# Brief
For the records that follow, please set down exactly the lines between the one holding "point | a marker on each instance of the hazy" and the one holding "target | long", inclusive, and only those.

[Region pointing data]
- Opening Delimiter -

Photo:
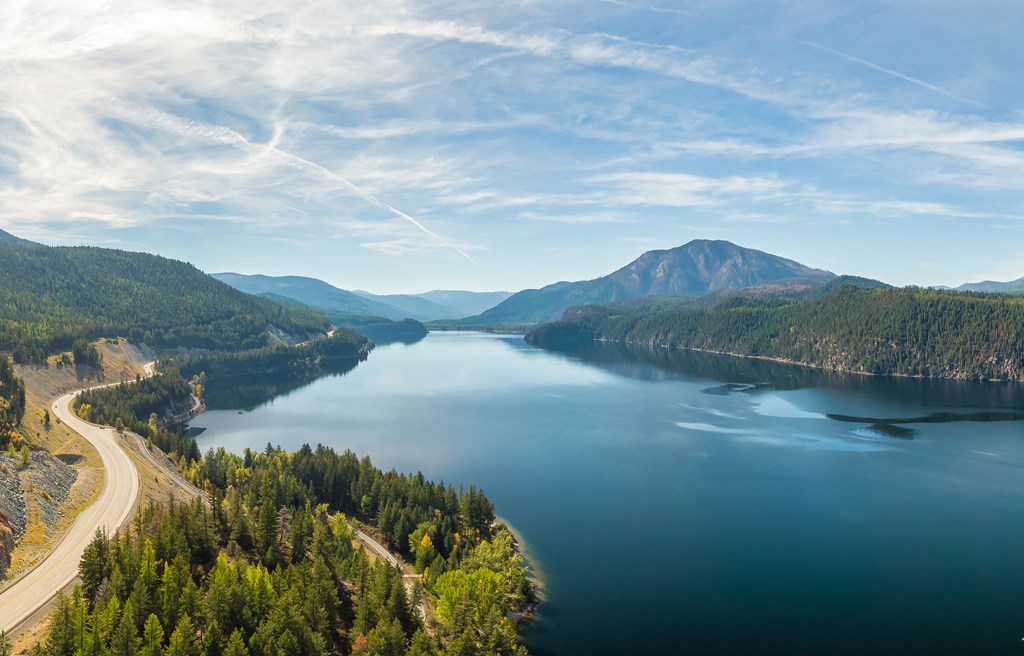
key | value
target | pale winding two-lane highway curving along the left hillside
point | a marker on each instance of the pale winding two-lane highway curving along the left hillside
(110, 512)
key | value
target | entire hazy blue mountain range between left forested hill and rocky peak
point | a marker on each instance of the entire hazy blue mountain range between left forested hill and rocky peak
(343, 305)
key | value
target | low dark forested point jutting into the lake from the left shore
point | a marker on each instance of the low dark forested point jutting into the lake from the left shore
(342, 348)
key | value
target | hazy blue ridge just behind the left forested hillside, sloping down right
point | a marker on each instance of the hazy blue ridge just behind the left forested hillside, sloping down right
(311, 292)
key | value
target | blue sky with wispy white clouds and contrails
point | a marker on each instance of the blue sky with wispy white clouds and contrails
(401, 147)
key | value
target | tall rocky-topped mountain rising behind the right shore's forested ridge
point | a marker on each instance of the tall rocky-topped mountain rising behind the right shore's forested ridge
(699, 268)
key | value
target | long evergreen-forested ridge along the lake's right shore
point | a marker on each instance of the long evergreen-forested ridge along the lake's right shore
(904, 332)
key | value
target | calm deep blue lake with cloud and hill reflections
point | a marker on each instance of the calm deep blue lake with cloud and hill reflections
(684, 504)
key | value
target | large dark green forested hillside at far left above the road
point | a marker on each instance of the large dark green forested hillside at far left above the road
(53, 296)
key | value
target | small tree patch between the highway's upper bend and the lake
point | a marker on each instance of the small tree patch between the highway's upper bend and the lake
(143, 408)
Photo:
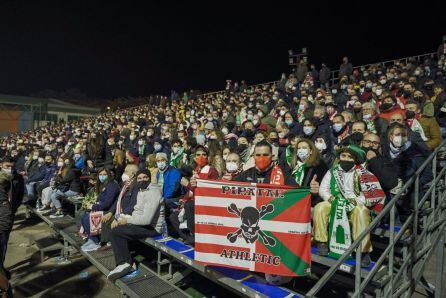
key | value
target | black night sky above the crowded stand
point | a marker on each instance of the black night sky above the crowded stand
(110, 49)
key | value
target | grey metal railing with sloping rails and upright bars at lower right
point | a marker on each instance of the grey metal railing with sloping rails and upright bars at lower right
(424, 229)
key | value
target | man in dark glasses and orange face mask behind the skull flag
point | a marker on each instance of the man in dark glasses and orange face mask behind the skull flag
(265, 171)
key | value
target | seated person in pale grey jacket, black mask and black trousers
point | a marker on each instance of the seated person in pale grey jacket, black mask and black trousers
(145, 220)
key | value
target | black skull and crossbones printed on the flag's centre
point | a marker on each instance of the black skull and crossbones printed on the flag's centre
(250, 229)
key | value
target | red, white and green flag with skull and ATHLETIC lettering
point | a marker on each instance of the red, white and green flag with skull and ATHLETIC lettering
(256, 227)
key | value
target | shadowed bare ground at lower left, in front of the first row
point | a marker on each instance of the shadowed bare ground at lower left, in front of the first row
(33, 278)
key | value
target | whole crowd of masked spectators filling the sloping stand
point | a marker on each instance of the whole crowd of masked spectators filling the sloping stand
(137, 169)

- Closing Delimiter -
- Opening Delimiter -

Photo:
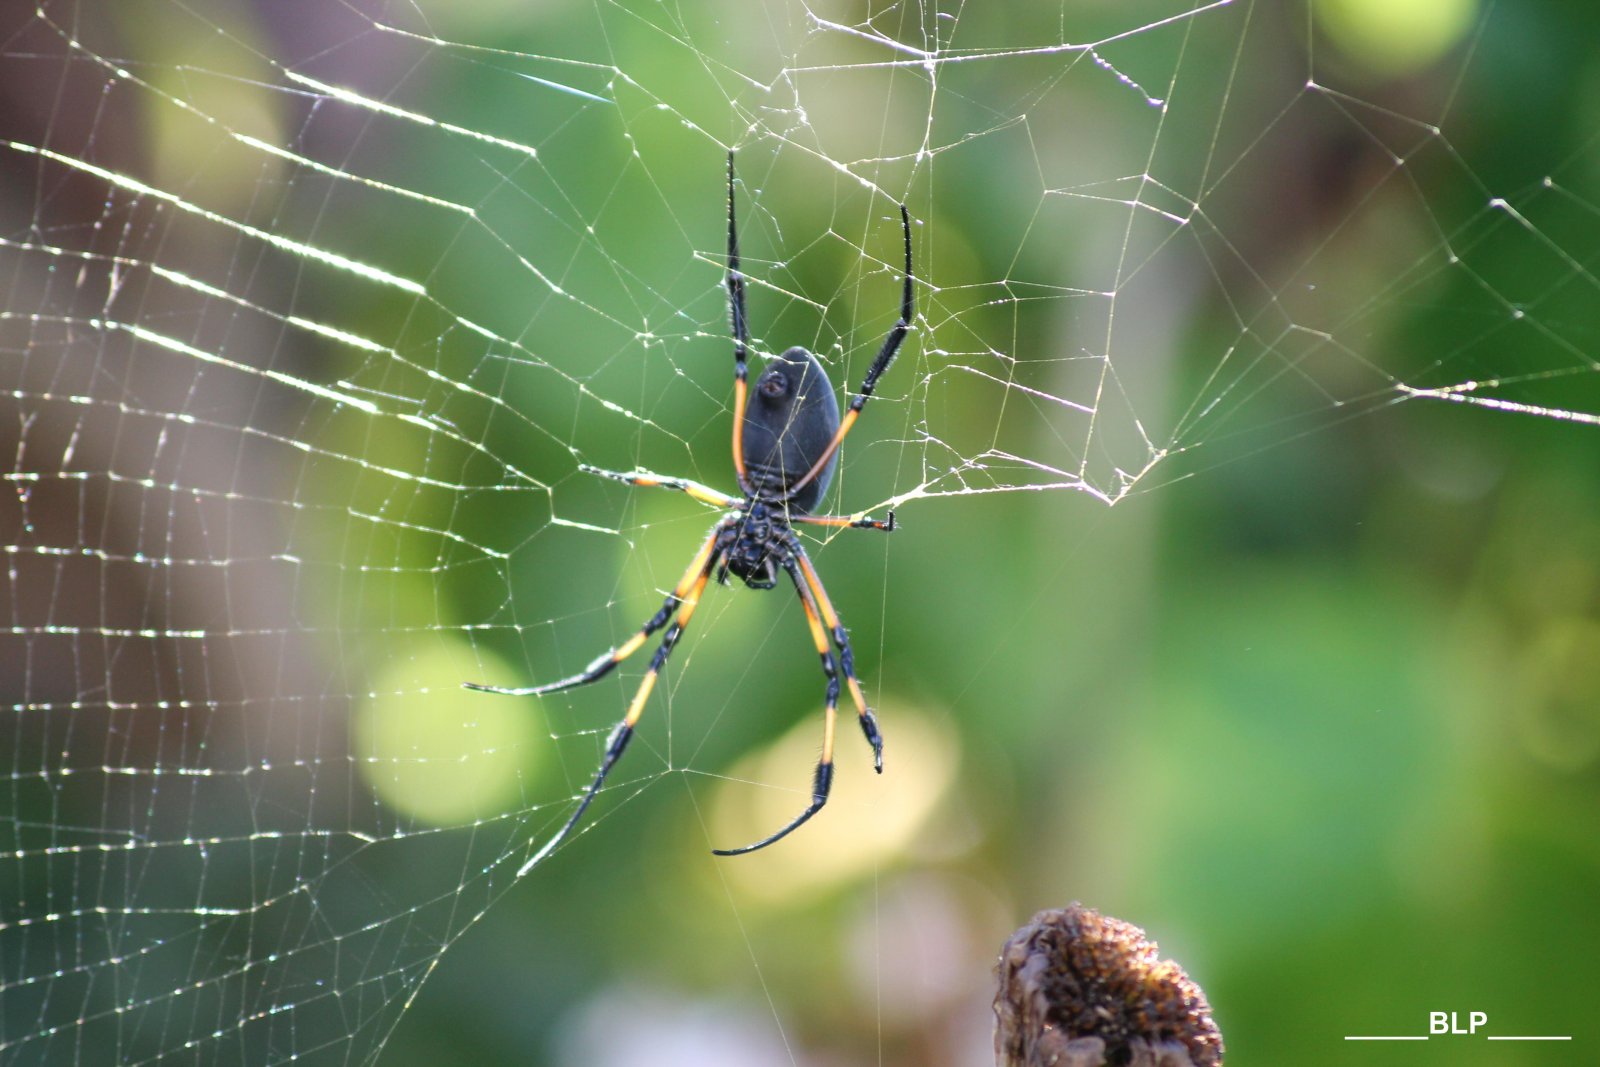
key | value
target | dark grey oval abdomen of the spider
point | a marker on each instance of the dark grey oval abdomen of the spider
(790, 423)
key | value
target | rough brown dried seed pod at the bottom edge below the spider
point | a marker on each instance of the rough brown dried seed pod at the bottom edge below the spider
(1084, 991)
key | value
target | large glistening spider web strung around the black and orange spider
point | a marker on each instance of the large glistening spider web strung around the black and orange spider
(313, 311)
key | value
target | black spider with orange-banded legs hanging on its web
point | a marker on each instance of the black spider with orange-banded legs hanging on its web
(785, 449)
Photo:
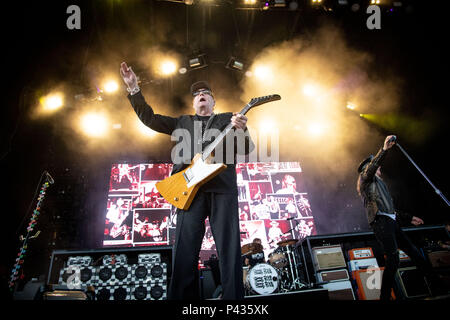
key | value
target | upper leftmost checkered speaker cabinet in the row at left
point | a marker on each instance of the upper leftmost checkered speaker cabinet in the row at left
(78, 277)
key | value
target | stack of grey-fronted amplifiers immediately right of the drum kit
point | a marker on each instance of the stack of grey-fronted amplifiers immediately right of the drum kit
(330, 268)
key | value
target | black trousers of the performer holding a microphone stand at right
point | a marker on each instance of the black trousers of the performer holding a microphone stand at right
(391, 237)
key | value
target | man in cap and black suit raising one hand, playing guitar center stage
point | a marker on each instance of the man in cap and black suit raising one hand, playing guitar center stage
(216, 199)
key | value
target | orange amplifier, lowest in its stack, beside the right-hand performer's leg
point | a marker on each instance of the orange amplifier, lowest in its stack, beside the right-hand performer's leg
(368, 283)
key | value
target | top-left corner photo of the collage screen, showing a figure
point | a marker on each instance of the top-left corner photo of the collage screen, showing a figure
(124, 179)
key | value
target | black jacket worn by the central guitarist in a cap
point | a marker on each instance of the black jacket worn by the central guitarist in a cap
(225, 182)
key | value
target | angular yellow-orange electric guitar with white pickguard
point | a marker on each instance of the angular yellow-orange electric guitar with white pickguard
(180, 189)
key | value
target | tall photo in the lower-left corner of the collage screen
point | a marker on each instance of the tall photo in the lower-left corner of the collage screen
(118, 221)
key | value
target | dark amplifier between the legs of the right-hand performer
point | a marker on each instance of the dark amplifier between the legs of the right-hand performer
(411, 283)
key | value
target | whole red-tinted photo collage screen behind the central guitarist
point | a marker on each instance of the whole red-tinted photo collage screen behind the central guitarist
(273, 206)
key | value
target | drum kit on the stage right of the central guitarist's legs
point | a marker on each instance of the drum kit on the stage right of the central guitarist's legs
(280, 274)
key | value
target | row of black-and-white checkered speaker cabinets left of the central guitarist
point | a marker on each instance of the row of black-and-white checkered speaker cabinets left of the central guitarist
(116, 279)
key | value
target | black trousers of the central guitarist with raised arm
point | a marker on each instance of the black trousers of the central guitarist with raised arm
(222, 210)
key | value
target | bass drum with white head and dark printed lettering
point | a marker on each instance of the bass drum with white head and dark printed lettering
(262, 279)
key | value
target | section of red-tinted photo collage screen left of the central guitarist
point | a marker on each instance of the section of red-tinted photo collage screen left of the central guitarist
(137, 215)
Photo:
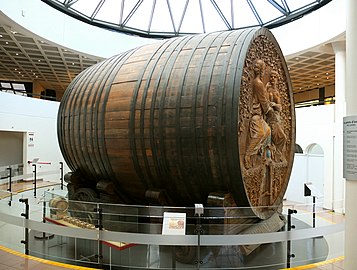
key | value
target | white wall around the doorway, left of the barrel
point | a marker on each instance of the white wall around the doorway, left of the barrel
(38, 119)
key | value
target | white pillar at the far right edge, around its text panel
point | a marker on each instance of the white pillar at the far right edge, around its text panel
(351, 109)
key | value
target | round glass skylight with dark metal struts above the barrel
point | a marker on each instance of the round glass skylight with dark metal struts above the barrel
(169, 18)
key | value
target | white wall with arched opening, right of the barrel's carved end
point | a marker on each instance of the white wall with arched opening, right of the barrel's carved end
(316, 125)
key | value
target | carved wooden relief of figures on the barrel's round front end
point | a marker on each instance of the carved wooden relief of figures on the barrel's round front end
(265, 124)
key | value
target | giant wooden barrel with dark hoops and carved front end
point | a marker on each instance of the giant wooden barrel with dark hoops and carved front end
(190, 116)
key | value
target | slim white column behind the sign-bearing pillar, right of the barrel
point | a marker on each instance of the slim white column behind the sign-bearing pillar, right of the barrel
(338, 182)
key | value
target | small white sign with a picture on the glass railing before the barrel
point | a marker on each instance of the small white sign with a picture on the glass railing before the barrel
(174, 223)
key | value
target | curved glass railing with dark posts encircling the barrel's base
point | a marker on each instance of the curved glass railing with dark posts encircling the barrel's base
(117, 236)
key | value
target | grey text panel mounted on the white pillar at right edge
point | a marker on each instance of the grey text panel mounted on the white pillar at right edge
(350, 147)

- Closing Delimiter -

# Answer section
point | a marker on each instance of the hazy blue ridge just behind the left forested hillside, sloping down right
(311, 292)
key | value
target | blue sky with wispy white clouds and contrails
point | a marker on each instance of the blue sky with wispy white clouds and contrails
(401, 147)
key | value
target | tall rocky-topped mountain rising behind the right shore's forested ridge
point | a marker on each instance of the tall rocky-topped mountain rising behind the right shore's forested ridge
(699, 268)
key | value
target | long evergreen-forested ridge along the lake's right shore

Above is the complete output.